PROVIDED RECORDS:
———

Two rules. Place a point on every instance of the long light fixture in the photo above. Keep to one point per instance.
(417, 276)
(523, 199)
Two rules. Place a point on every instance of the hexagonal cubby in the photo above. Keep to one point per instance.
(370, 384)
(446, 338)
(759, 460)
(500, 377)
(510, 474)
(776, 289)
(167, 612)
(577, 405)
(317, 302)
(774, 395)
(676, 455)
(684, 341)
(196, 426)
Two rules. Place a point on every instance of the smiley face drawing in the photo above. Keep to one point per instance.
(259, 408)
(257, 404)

———

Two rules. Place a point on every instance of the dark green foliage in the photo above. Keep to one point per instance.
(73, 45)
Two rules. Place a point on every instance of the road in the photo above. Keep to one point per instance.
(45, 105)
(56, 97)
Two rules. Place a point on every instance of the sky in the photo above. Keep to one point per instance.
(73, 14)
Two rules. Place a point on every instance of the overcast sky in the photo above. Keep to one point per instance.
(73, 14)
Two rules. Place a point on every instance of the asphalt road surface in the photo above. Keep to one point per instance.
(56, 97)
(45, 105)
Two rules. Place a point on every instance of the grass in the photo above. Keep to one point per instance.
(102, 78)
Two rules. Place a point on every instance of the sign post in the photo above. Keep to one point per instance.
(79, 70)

———

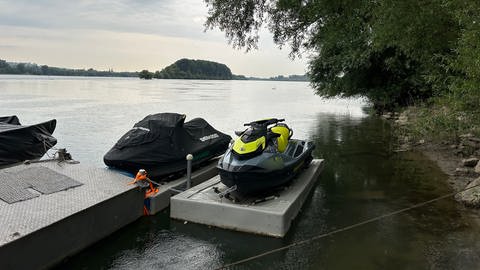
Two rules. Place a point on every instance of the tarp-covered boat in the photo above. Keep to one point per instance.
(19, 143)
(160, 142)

———

WRITTEN TASK: Which lines in the data above contain the word "road"? Report each one in full.

WRITTEN RESPONSE:
Two rules. Place a point on every instance of the road in the photo above. Keep to one point per instance.
Two rules. Place a point on every instance of the asphalt road surface in the photo above. Keep to one point per instance.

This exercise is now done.